_EXERCISE TASK A_.
Output the Civil War article's passage from "10 Years Later, Marvel's" up to and including "wrap things up.", word for word.
--- Start of DOCUMENT EXCERPT ---
Get all your news in one place.
100's of premium titles.
One app.
Start reading
Inverse
Inverse
Entertainment
Lyvie Scott

10 Years Later, Marvel's Unsung Avengers Spinoff Might Be Its Magnum Opus

Marvel Studios

That Captain America: Civil War was essentially just an Avengers movie was a point used to disparage the film in 2016. For diehard Cap stans, it was also a source of frustration: the Star-Spangled Man (Chris Evans) had already led the Avengers in two solid ensemble pieces, but his trilogy lived in its own world. At least, until it came time to wrap things up.

There was no way of knowing, in 2016, that Civil War was essentially the beginning of the end — the end of Marvel’s unchallenged supremacy, of the Avengers’ familial rapport, of Steve Rogers as a character who actually made sense. It was the first true stop on the road to Avengers: Infinity War and Endgame, which irreparably splintered its eponymous team and (depending on who you ask) committed the most grievous of character assassinations on Steve. His status as the Man Out of Time took on a new meaning after Endgame: he’d never get a chance to headline another solo adventure or really finish his story outside of a sprawling ensemble film.

That untapped potential is part of what makes Civil War feel all the more special today. Sure, the Avengers were already starting to crowd the frame — Civil War serves as the quasi-origin for two major heroes — and Tony Stark’s sad-boy megalomania only makes this feel like less of a Captain America film. Given what awaited us in the future, however, it’s a miracle that something so busy actually wound up feeling... pretty epic.

If any Marvel storyline had to dovetail into the Avengers universe, it makes sense that the Cap trilogy was the one to do it. Directors Anthony and Joe Russo had just proven how skilled they were at telling taut ensemble stories with Captain America: The Winter Soldier, making them ideal candidates for a new brand of Avengers movie. The Whedonesque sniping of the OG Avengers and Age of Ultron just wouldn’t do with a threat like Thanos waiting in the wings. It was time to get serious, and who better to drive that point than the filmmakers who’d rescued Steve from Whedon’s disparaging pen? (The Captain America we get in his Avengers films is #NotMyCap, and never will be!)
--- End of DOCUMENT EXCERPT ---
--- Start of PROVIDED ENTRIES ---
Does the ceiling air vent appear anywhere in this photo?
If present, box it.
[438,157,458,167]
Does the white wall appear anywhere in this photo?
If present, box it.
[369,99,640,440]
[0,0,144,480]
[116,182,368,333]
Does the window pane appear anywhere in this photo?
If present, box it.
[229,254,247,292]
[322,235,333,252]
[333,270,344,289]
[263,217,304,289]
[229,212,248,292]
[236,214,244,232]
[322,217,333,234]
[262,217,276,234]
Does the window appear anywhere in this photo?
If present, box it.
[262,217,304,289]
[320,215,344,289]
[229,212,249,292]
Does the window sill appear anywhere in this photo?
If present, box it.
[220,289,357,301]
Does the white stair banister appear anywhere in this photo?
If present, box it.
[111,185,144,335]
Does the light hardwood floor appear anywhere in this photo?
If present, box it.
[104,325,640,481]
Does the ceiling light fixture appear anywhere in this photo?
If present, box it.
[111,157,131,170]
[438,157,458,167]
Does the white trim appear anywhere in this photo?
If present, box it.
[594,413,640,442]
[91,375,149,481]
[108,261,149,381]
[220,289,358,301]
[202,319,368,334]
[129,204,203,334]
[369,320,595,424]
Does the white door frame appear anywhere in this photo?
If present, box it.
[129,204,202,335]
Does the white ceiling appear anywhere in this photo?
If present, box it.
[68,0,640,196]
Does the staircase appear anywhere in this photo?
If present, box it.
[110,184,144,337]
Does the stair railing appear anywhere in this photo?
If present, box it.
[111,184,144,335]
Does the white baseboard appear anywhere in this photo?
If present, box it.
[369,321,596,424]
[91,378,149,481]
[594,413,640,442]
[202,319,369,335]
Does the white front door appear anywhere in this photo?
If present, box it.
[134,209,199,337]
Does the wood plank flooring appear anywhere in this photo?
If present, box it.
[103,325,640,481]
--- End of PROVIDED ENTRIES ---
--- Start of PROVIDED ENTRIES ---
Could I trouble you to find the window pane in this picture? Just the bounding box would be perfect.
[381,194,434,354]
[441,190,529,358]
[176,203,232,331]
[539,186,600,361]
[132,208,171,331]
--- End of PROVIDED ENTRIES ---
--- Start of PROVIDED ENTRIES ---
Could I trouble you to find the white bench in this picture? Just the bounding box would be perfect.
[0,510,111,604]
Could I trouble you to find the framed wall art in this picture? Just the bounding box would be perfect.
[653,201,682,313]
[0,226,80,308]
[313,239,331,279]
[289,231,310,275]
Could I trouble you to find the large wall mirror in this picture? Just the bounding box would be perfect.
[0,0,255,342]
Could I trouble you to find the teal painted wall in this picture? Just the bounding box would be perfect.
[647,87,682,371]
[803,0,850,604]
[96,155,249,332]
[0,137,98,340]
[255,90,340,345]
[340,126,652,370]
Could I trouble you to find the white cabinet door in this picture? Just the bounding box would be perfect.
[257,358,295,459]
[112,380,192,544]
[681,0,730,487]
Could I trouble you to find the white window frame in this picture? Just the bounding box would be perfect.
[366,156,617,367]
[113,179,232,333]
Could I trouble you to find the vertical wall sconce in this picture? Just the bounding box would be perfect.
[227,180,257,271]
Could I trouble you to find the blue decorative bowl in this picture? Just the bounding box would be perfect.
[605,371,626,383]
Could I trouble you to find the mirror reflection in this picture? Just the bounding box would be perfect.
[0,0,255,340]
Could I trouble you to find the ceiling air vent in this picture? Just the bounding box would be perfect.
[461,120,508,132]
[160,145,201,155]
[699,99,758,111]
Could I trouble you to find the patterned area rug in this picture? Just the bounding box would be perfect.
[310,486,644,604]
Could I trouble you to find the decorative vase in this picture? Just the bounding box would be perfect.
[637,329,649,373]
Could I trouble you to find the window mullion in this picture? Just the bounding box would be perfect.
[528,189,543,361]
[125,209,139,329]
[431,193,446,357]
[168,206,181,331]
--- End of PROVIDED ENTRIES ---
_EXERCISE TASK B_.
Add 25 to every bounding-box coordinate in the records from the line with "Does the ceiling air" up to and including the line with "[369,320,595,424]". Give those lines again in full, including the lines that hold no coordinates.

_COMPLETE OUTPUT A_.
10 Years Later, Marvel's Unsung Avengers Spinoff Might Be Its Magnum Opus

Marvel Studios

That Captain America: Civil War was essentially just an Avengers movie was a point used to disparage the film in 2016. For diehard Cap stans, it was also a source of frustration: the Star-Spangled Man (Chris Evans) had already led the Avengers in two solid ensemble pieces, but his trilogy lived in its own world. At least, until it came time to wrap things up.

_COMPLETE OUTPUT B_.
Does the ceiling air vent appear anywhere in this photo?
If present, box it.
[463,182,483,192]
Does the white wall appear anywhere in this photo?
If present, box it.
[394,124,665,465]
[25,25,169,505]
[141,207,393,358]
Does the window pane appear anywhere in this photo?
If present, box it.
[254,279,272,317]
[347,260,358,277]
[358,295,369,314]
[288,242,329,314]
[254,237,273,317]
[261,239,269,257]
[347,242,358,259]
[287,242,301,259]
Does the window appear anywhere in this photo?
If present, box it.
[287,242,329,314]
[345,240,369,314]
[254,237,274,317]
Does the window sill appear anywhere in this photo?
If present, box it.
[245,314,382,326]
Does the white stair banister appear anywhere in this photo?
If present, box it.
[136,210,169,360]
Does the light hardwood floor appear anywhere in this photo?
If present, box it.
[129,350,665,506]
Does the ceiling light fixture appear anywhere in this photo?
If present, box it.
[136,182,156,195]
[463,182,483,192]
Does the white trim appear anywhere in this photo?
If present, box it.
[619,438,665,467]
[116,400,174,506]
[133,286,174,406]
[245,314,383,326]
[227,344,393,359]
[154,229,228,359]
[394,345,620,449]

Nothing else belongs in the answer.